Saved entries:
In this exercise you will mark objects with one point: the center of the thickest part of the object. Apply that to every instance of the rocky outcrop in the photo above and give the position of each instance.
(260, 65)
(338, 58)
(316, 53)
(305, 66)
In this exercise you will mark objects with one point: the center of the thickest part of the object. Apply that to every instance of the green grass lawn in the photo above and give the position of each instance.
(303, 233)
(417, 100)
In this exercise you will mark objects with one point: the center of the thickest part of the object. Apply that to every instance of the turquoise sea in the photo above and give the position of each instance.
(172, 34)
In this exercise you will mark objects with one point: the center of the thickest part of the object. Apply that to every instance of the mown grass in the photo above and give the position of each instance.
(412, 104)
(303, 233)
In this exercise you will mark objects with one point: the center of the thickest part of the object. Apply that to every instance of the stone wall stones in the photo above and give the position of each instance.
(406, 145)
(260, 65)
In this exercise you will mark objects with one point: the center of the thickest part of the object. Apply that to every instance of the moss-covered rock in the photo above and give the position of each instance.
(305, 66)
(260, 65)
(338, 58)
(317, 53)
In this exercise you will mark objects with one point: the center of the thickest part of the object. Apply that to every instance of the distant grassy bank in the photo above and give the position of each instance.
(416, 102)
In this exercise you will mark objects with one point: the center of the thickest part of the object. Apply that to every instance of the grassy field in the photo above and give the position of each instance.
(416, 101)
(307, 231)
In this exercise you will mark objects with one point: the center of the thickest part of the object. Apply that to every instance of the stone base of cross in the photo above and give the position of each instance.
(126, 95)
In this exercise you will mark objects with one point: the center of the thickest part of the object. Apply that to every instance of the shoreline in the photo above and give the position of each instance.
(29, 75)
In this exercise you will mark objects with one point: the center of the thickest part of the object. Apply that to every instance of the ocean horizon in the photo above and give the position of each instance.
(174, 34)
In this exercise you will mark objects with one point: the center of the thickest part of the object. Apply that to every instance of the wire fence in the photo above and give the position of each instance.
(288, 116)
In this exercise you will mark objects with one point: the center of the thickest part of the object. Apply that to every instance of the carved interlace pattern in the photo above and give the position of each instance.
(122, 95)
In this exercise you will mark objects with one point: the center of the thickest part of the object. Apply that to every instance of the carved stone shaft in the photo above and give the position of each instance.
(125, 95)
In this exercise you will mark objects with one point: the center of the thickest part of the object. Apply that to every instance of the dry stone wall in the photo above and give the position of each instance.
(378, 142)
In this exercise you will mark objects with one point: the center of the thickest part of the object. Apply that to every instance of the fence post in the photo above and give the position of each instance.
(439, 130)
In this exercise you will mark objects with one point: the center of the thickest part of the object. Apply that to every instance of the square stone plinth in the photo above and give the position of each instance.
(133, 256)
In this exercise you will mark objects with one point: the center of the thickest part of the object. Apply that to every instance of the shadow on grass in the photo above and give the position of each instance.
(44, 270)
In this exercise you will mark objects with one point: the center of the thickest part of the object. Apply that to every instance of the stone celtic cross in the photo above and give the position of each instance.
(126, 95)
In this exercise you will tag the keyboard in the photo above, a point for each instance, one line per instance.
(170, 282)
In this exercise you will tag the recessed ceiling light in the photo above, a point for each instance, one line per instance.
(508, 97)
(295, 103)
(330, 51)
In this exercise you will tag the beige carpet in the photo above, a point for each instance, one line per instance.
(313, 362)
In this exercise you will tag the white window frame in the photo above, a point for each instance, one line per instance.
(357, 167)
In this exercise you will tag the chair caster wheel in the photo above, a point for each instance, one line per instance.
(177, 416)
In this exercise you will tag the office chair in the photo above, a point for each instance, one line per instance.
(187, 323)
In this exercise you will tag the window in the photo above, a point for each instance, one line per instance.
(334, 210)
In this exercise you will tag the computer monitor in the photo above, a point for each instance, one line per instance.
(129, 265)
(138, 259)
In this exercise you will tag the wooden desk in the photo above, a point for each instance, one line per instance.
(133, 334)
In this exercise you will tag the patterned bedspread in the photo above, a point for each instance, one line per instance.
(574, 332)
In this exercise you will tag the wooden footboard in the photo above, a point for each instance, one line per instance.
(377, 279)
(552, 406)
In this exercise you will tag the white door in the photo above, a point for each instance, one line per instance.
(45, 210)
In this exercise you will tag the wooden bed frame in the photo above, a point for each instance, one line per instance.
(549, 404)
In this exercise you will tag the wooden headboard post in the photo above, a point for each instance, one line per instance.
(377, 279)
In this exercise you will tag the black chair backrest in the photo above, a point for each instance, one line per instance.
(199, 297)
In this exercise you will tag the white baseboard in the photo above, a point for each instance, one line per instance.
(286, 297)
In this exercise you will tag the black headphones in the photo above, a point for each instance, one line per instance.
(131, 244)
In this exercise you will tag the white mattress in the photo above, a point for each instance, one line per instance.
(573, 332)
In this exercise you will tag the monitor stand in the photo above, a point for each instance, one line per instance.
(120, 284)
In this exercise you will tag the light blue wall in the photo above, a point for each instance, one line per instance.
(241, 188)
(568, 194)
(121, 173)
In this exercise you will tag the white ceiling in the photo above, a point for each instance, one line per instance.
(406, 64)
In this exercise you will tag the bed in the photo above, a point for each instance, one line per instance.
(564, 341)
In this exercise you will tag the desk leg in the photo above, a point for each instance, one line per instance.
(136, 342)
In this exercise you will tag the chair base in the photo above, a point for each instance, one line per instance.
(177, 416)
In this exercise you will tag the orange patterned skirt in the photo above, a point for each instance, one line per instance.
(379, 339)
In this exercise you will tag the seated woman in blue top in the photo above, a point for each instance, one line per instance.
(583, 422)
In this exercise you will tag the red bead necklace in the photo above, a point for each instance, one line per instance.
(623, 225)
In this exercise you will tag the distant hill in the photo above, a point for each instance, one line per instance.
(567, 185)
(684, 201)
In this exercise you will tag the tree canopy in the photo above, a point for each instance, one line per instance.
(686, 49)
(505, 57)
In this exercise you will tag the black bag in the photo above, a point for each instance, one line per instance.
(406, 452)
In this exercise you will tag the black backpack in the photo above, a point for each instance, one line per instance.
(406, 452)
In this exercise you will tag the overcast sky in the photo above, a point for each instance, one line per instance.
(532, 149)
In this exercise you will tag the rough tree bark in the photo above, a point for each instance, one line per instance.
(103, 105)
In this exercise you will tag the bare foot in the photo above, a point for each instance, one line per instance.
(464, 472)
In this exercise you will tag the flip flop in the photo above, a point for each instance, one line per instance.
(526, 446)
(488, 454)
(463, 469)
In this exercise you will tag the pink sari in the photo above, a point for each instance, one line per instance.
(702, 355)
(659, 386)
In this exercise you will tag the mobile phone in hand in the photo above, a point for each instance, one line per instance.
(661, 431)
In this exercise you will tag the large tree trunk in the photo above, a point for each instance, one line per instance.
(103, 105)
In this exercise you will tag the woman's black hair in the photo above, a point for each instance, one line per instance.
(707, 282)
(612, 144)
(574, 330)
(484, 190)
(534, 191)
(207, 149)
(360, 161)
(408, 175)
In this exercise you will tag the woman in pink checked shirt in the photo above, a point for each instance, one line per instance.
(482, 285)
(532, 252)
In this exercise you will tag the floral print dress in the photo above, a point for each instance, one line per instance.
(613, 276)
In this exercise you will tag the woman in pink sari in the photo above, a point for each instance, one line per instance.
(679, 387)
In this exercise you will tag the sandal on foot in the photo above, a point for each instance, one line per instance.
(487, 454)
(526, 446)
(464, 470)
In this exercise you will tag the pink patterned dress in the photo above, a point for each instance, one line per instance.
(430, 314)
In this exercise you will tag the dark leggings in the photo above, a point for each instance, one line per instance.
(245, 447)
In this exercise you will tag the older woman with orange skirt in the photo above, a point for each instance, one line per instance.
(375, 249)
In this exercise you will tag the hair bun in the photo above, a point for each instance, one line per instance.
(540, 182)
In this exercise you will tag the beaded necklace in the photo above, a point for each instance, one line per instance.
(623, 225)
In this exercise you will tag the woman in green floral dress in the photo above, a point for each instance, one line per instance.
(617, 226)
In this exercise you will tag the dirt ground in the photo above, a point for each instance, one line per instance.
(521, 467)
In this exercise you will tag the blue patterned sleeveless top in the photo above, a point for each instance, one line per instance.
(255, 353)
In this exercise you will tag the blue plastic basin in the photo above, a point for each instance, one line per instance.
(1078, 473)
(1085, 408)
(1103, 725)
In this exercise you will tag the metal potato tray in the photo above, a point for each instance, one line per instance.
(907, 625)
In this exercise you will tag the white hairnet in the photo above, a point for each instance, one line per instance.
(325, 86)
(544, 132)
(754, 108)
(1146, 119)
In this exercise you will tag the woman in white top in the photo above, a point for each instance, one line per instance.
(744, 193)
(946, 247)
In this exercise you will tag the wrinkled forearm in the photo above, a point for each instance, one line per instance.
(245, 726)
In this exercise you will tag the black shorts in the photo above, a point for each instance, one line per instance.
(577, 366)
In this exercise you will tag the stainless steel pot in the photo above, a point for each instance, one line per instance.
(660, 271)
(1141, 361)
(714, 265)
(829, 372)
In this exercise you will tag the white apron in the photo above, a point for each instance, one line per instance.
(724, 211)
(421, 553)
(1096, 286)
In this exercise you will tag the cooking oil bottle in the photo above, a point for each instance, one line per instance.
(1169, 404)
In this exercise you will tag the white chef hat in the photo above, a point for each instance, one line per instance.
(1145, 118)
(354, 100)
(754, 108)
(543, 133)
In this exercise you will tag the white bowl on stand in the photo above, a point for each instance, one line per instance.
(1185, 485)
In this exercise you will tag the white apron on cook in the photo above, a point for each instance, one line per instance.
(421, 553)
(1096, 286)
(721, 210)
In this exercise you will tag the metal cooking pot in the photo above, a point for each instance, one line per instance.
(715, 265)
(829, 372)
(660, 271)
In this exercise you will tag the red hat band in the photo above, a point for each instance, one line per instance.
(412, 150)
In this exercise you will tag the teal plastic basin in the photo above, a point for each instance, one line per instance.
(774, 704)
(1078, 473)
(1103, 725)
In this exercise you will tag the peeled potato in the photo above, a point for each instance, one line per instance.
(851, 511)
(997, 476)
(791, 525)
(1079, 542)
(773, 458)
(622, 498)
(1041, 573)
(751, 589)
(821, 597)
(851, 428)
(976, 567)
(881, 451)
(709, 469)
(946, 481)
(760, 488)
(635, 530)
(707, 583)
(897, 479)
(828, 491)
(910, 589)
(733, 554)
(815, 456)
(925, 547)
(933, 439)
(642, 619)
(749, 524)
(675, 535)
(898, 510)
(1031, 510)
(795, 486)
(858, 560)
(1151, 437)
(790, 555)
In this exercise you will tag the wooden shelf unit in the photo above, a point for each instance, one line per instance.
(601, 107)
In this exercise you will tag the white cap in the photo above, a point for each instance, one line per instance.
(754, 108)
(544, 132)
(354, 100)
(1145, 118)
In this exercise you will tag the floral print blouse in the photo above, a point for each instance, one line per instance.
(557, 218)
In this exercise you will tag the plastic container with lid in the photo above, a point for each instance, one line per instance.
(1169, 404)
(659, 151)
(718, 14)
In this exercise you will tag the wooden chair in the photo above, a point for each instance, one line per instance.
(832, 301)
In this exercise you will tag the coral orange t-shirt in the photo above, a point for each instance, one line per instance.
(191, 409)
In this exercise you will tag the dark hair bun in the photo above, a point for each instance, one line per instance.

*Work instructions*:
Your answer is the line containing "In this exercise you will tag the coral" plus every line after it through the end of the entries, given again exactly and alone.

*Answer to the problem*:
In this exercise you will tag the coral orange t-shirt in the photo above, a point for each instance, one line per instance.
(191, 409)
In this exercise you will tag the dark hair bun in the photo above, a point for each instance, one line per instance.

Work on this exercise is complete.